(Arbeitsauftrag 1): Prüfe, ob die folgenden Aussagen mit dem Quellenauszug übereinstimmen: (a) Das Wiener Staatsballett gibt 18 Vorstellungen im Théâtre du Châtelet. (b) Die Galavorstellung zu Ehren Nurejews findet zu Beginn jeder Spielzeit statt. (c) Nurejews Sprung in die Freiheit geschah auf dem Pariser Flughafen. Beantworte jede Aussage mit Ja oder Nein und belege sie mit den entscheidenden Worten des Quellenauszugs im genauen Wortlaut.
(Arbeitsauftrag 2): Gib den Abschnitt des Quellenauszugs zwischen „Heute scheint es“ und „Ballettkunst zu überzeugen.“ einschließlich beider Stellen wortgetreu wieder.
(Arbeitsauftrag 3):
Beantworte anhand des Quellenauszugs folgende Fragen:
(a) Wie viele Vorstellungen gibt das Wiener Staatsballett in Paris?
(b) Seit wessen Amtsantritt hat die Qualität der Wiener Compagnie drastisch gewonnen?
(c) An wen erinnert die alljährliche Galavorstellung des Staatsballetts?
-------- Quellenauszug
Ballett

Wenn die Wiener Tänzer nach den Sternen greifen

„Fort mit dir nach Paris", herrschte Leopold Mozart einst seinen Sohn an. Heutzutage kann dieses Motto für Balletttänzer gelten.

Wiens Staatsballett greift nach den Sternen. Man bricht auf ins Reich der ,,Étoiles", reist nach Paris – nicht etwa um den dortigen Tänzern zuzuschauen, sondern um 18 Vorstellungen im Théâtre du Châtelet zu geben. Diese Meldung, vor 20 Jahren formuliert, hätten Kenner als schlechten Faschingsscherz bezeichnet.

Heute scheint es möglich, sich in die Höhle des Löwen zu wagen. Die Qualität der Wiener Compagnie hat seit Amtsantritt von Direktor Dominique Meyer drastisch gewonnen. Die Idee, den Pariser Star Manuel Legris zum Ballettchef zu machen, entpuppte sich als äußerst fruchtbringend.

Entsprechend hochmögende Erinnerungen beschwört man seit Beginn dieser Ära jeweils zum Ausklang der Spielzeit. Eine Galavorstellung des Staatsballetts erinnert alljährlich an Rudolf Nurejew – das Idol der Wiener Tanzfreunde über Jahrzehnte. Diesem ebenso kraftvollen wie ausdrucksstarken Russen gelang es seit seinem waghalsigen Sprung in die Freiheit – auf dem Pariser Flughafen – selbst notorische Tanzverächter von der Schönheit und Faszinationskraft der Ballettkunst zu überzeugen.
----------------
-------- Rohdaten
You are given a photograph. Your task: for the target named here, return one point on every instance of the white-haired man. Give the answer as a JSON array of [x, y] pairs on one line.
----------------
(Vollständige Lösung 1):
(a) Ja: „um 18 Vorstellungen im Théâtre du Châtelet zu geben“
(b) Nein: „jeweils zum Ausklang der Spielzeit“
(c) Ja: „auf dem Pariser Flughafen“

(Vollständige Lösung 2):
Heute scheint es möglich, sich in die Höhle des Löwen zu wagen. Die Qualität der Wiener Compagnie hat seit Amtsantritt von Direktor Dominique Meyer drastisch gewonnen. Die Idee, den Pariser Star Manuel Legris zum Ballettchef zu machen, entpuppte sich als äußerst fruchtbringend.

Entsprechend hochmögende Erinnerungen beschwört man seit Beginn dieser Ära jeweils zum Ausklang der Spielzeit. Eine Galavorstellung des Staatsballetts erinnert alljährlich an Rudolf Nurejew – das Idol der Wiener Tanzfreunde über Jahrzehnte. Diesem ebenso kraftvollen wie ausdrucksstarken Russen gelang es seit seinem waghalsigen Sprung in die Freiheit – auf dem Pariser Flughafen – selbst notorische Tanzverächter von der Schönheit und Faszinationskraft der Ballettkunst zu überzeugen.

(Vollständige Lösung 3):
(a) 18 Vorstellungen
(b) Seit dem Amtsantritt von Direktor Dominique Meyer
(c) An Rudolf Nurejew